**Problem requirements**
Will you reproduce the records verbatim, starting at their first line and stopping after the line that contains "point(1052, 584)"?

**Materials provided**
· · · · ·
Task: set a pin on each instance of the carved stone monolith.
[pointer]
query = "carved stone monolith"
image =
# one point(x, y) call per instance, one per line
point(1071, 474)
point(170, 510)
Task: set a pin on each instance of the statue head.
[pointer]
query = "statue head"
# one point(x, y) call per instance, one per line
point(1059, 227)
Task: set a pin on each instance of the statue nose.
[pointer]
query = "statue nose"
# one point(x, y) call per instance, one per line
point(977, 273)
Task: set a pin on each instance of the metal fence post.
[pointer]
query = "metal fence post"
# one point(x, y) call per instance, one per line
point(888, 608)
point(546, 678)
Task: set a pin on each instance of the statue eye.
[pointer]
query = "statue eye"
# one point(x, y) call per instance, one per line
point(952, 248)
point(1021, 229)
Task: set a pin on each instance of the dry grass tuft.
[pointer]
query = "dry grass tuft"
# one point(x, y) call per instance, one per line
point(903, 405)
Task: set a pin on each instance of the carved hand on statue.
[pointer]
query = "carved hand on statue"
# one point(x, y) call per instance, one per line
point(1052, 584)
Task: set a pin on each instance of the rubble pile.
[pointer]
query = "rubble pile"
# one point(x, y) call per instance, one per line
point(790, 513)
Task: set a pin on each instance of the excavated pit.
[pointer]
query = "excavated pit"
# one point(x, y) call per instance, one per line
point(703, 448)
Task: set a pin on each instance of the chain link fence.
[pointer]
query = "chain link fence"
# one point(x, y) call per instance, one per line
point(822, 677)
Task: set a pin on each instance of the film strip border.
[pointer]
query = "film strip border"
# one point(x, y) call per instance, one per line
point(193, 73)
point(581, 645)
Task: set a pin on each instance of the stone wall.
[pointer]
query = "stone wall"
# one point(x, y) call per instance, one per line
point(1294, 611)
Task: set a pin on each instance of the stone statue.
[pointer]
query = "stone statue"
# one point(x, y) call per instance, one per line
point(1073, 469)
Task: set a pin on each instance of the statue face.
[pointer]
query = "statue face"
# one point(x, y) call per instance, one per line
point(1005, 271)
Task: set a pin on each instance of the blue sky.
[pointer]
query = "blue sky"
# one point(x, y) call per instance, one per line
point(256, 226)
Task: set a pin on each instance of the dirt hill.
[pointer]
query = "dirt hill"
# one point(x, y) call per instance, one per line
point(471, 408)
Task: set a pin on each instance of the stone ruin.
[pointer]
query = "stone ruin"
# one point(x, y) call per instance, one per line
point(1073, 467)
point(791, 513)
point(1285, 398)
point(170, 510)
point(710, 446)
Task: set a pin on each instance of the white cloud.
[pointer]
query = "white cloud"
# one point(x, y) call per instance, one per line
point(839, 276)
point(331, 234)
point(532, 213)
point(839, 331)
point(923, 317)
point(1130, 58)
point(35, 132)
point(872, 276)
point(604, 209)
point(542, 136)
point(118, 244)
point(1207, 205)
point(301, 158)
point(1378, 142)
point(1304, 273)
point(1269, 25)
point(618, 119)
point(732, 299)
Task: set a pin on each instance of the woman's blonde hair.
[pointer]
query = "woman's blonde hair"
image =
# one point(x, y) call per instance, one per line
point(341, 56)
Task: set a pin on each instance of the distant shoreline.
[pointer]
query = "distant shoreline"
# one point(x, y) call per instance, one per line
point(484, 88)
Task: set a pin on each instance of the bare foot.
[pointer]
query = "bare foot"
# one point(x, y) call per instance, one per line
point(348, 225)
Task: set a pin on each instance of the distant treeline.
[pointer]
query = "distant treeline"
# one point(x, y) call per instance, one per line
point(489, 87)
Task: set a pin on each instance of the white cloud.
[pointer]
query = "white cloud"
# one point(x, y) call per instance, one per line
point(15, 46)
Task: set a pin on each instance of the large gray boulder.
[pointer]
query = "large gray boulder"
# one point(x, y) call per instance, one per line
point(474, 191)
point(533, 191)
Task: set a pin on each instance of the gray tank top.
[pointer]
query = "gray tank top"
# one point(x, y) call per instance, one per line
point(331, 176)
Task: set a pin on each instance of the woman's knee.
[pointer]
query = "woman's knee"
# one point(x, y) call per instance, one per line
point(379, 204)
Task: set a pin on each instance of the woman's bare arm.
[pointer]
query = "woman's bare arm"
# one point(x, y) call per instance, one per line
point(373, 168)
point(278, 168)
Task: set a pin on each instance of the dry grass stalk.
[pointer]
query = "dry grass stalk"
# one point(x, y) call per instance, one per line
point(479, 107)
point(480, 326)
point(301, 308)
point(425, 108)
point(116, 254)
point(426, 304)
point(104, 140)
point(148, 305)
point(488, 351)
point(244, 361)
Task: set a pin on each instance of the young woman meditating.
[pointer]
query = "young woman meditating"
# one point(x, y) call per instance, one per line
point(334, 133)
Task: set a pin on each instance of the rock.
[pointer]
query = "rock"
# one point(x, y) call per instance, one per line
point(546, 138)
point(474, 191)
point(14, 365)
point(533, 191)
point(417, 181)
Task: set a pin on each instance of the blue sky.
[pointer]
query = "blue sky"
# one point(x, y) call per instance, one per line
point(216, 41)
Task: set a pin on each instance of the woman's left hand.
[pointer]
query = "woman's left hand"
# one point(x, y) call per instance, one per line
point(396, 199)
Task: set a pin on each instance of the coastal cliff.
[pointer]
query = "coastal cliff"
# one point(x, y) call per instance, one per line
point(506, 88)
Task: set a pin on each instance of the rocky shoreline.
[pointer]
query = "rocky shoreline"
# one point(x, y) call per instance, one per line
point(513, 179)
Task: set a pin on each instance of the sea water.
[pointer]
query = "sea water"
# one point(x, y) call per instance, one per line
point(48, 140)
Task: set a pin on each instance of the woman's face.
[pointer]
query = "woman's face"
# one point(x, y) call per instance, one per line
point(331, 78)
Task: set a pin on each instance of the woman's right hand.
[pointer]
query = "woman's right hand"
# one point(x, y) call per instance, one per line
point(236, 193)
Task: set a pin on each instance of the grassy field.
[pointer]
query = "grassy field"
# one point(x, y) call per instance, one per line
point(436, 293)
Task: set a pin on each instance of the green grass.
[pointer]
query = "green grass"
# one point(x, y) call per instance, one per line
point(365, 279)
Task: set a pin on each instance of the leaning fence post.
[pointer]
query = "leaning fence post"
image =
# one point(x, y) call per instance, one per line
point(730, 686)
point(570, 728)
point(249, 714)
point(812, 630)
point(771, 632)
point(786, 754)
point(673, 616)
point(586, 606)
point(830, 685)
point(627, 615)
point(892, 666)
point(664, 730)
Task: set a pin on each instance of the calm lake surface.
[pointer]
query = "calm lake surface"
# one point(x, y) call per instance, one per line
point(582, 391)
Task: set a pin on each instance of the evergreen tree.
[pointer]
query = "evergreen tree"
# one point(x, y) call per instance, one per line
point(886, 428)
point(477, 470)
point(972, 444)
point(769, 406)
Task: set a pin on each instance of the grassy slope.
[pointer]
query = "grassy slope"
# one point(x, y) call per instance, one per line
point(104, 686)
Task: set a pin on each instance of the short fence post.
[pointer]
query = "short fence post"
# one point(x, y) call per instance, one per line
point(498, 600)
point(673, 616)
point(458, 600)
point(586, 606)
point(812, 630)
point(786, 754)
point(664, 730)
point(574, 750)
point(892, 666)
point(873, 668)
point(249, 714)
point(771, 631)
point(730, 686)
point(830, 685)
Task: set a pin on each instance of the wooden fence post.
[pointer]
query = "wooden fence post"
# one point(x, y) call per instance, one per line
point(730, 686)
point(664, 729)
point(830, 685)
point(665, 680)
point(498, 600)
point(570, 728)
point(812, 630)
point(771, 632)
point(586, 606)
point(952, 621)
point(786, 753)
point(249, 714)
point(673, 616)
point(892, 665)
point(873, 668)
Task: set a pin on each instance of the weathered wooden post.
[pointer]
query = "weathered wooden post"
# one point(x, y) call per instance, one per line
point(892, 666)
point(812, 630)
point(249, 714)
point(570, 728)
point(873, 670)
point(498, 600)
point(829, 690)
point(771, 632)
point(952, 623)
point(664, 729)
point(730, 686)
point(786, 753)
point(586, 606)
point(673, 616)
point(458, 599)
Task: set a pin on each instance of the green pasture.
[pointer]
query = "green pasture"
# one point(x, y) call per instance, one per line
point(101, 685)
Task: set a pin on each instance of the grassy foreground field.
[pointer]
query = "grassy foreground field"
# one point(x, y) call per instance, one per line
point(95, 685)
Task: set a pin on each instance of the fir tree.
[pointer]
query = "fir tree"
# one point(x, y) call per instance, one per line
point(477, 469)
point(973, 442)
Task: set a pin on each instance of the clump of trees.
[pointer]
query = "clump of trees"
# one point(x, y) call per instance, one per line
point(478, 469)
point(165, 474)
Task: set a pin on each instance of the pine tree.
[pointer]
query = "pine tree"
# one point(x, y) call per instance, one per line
· · · · ·
**Answer to the task**
Task: set a pin on each instance of the carved stone monolith.
[pointer]
query = "carved stone monolith"
image =
# one point(x, y) call per instance, one per line
point(1071, 474)
point(170, 510)
Task: set a pin on each instance of the statue head.
[pointer]
query = "statue head"
# one point(x, y) call per instance, one per line
point(1059, 227)
Task: set a pin on each instance of the statue nose.
[pointer]
query = "statue nose"
# one point(x, y) call per instance, one per line
point(977, 273)
Task: set a pin on each instance of the metal fence post.
[pointer]
query = "metal fence post"
# one point(x, y) call per instance, one per line
point(888, 608)
point(546, 678)
Task: set a pin on each instance of the statue eye.
[pointer]
query = "statue eye"
# one point(x, y) call per instance, one per line
point(952, 248)
point(1021, 229)
Task: set a pin on each instance of the dry grass tuft.
[pointer]
query = "dry grass tuft"
# one point(x, y) call per instance, one per line
point(903, 405)
Task: set a pin on each instance of the carved hand on statue.
[pointer]
query = "carved hand on statue"
# one point(x, y) call per instance, one per line
point(1052, 584)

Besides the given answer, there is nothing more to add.